-- RECORDS follows --

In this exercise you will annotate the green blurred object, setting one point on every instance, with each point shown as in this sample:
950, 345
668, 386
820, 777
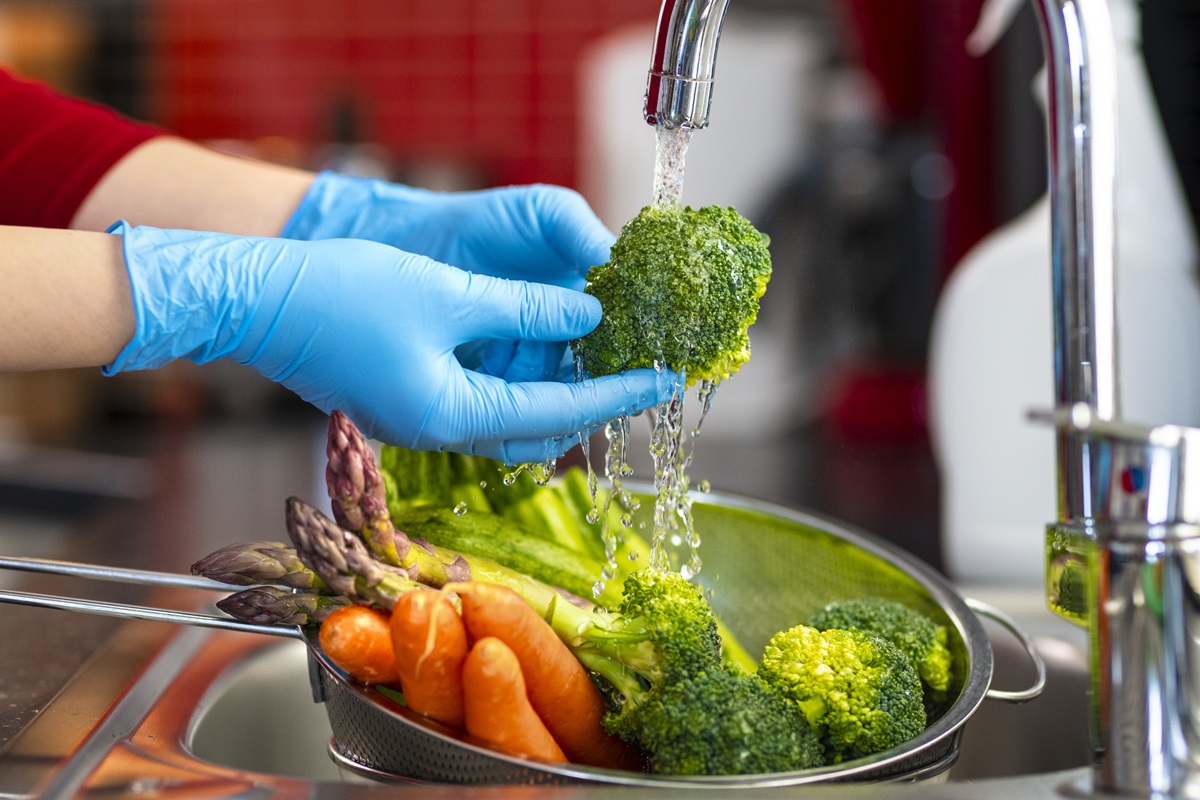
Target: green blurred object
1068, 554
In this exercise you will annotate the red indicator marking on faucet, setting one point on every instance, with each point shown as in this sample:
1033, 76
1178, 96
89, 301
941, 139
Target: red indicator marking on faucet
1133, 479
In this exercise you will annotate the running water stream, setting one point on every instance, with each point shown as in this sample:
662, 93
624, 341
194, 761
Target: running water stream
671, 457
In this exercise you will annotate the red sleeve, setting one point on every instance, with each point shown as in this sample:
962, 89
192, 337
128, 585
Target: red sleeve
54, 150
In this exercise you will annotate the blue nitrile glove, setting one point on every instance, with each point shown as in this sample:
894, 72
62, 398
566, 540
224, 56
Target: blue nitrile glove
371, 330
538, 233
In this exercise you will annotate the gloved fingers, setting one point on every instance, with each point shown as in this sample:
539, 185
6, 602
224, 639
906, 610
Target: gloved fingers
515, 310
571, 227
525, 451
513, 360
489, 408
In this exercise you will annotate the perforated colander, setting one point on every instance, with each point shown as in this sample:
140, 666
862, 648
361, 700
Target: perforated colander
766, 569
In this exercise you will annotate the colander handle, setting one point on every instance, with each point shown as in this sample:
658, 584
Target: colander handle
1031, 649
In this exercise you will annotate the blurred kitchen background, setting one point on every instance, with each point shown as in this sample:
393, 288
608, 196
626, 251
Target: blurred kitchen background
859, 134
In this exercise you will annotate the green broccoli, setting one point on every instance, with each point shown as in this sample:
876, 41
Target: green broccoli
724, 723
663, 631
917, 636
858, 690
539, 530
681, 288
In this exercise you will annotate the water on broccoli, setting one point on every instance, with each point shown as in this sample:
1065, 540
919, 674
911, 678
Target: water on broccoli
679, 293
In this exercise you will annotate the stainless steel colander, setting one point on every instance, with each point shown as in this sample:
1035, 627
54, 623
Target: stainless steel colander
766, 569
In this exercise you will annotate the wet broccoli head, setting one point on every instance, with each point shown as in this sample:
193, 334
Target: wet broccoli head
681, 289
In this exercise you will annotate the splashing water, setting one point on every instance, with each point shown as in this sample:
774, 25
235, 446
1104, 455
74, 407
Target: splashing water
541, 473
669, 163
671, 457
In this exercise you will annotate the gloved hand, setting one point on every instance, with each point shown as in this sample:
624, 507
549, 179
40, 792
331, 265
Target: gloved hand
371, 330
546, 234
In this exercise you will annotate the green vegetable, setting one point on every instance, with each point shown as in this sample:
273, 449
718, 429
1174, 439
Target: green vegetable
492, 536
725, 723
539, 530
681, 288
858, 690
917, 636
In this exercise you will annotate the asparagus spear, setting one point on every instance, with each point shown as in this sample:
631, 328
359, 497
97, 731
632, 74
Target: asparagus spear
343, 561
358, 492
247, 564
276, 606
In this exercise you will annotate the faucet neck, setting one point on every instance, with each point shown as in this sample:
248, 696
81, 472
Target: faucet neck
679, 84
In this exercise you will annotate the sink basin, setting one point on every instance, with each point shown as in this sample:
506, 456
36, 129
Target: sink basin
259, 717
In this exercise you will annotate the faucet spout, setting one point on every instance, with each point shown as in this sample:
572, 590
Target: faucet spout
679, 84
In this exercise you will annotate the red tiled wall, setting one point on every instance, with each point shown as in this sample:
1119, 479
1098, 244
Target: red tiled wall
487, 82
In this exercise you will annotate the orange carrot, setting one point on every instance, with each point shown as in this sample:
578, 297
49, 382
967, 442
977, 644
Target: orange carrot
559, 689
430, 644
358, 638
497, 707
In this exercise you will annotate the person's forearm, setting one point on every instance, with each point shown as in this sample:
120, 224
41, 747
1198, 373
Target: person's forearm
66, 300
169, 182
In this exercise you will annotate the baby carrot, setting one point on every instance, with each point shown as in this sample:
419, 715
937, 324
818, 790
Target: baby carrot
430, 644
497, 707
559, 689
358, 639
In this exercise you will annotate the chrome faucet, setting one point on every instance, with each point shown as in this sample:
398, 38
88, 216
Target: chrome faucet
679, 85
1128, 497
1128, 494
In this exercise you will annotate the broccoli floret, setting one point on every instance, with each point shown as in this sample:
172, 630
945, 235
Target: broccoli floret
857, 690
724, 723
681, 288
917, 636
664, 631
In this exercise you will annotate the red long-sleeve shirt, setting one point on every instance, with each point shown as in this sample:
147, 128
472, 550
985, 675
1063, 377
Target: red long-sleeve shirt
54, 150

-- RECORDS concluded --
-- RECORDS follows --

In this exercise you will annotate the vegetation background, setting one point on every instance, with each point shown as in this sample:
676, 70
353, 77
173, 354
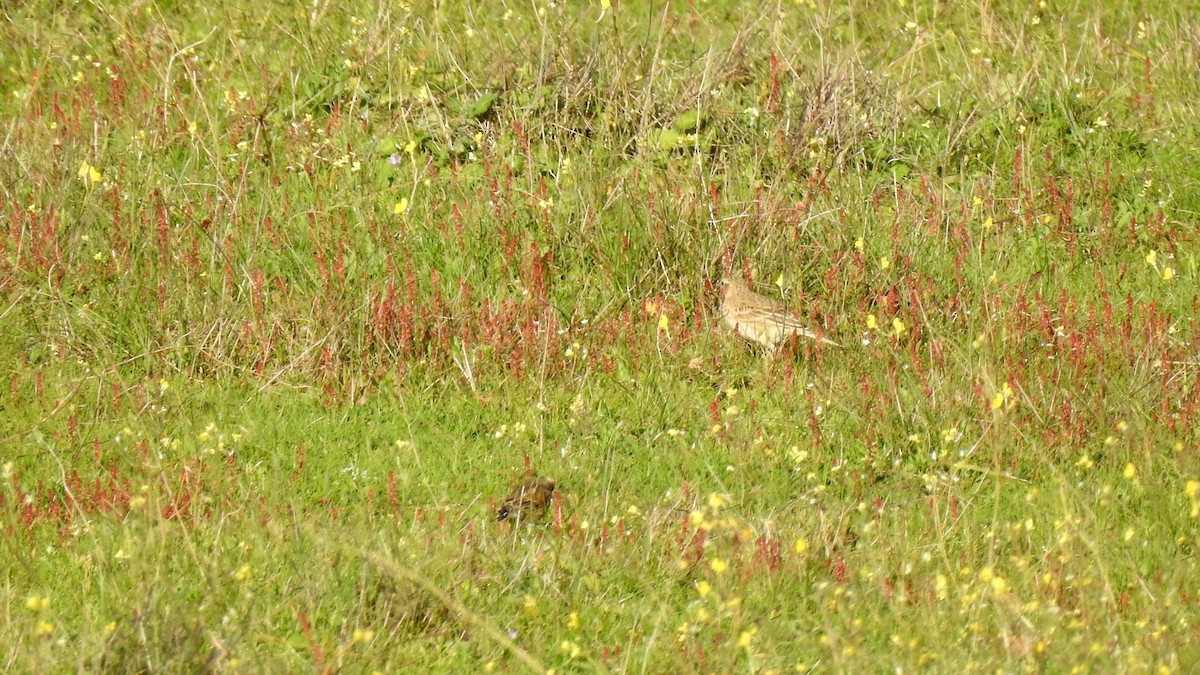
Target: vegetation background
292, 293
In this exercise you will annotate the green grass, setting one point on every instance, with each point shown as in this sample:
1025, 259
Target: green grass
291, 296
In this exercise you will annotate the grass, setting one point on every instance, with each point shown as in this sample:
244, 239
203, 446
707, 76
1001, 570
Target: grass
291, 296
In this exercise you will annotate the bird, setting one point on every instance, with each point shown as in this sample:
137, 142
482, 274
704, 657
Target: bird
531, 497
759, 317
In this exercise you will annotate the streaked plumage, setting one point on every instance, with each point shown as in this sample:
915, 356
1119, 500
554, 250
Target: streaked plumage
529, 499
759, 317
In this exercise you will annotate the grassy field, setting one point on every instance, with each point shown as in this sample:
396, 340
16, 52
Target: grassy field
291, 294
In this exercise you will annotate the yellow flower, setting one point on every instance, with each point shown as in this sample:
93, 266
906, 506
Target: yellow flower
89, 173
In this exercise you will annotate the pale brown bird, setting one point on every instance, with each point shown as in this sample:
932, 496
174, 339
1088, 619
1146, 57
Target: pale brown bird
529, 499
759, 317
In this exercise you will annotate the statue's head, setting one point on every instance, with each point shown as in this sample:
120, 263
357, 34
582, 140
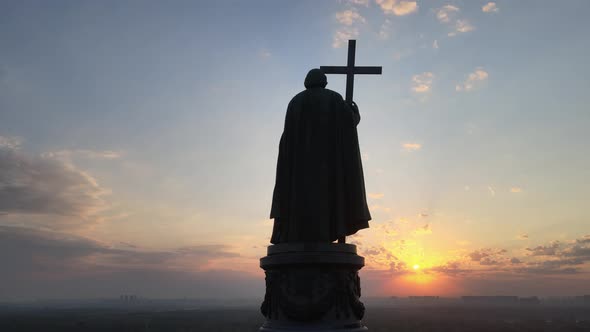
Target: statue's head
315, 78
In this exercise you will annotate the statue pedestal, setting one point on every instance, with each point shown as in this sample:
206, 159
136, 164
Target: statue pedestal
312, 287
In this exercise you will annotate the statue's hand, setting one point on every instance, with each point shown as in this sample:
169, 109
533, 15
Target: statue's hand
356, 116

-- RECORDS concluded --
-- RECORDS follows --

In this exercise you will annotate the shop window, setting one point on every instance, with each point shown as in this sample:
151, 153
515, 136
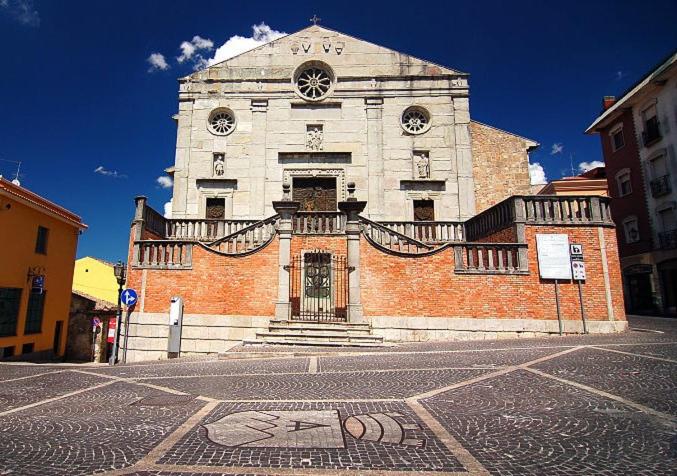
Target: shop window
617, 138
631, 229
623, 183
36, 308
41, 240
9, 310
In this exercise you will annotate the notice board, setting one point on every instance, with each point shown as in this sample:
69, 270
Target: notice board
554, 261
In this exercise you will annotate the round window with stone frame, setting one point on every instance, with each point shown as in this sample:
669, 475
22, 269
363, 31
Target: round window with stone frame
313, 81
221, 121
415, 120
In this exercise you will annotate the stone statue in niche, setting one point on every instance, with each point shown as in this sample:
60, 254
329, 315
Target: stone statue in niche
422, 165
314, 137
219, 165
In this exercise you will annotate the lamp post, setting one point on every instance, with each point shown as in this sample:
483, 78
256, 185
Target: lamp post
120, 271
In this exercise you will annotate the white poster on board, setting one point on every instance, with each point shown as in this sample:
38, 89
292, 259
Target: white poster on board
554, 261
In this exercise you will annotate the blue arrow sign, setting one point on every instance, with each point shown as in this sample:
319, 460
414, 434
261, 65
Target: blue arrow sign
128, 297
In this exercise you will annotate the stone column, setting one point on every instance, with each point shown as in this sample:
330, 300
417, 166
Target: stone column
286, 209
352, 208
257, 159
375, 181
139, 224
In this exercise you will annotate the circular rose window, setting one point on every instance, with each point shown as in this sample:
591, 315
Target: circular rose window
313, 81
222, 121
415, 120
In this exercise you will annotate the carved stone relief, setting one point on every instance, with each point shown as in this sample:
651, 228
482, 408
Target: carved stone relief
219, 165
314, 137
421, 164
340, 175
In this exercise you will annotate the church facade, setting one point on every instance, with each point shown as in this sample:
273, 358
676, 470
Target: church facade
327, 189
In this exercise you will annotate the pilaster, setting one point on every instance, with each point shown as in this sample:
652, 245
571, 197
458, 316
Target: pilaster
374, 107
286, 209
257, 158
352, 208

-- RECORDS concluded --

Restate the lines above from the one containing "In this exercise you will annotate the vegetation" through the one containing "In this exercise you will annotate the grass, setting", inclusive, exactly and without pictures.

In this exercise you will annotate the vegetation background, setting one point on every instance, with each point shown as in this sample:
676, 70
353, 77
173, 354
Target: vegetation background
292, 293
In this exercise you will annotate the green grass, setting one point on every instance, with each point shown as in this sample:
1025, 259
Target: green grass
291, 296
In this exercise you will annotate the grass, setting one point on every instance, with each point shown as in this sample:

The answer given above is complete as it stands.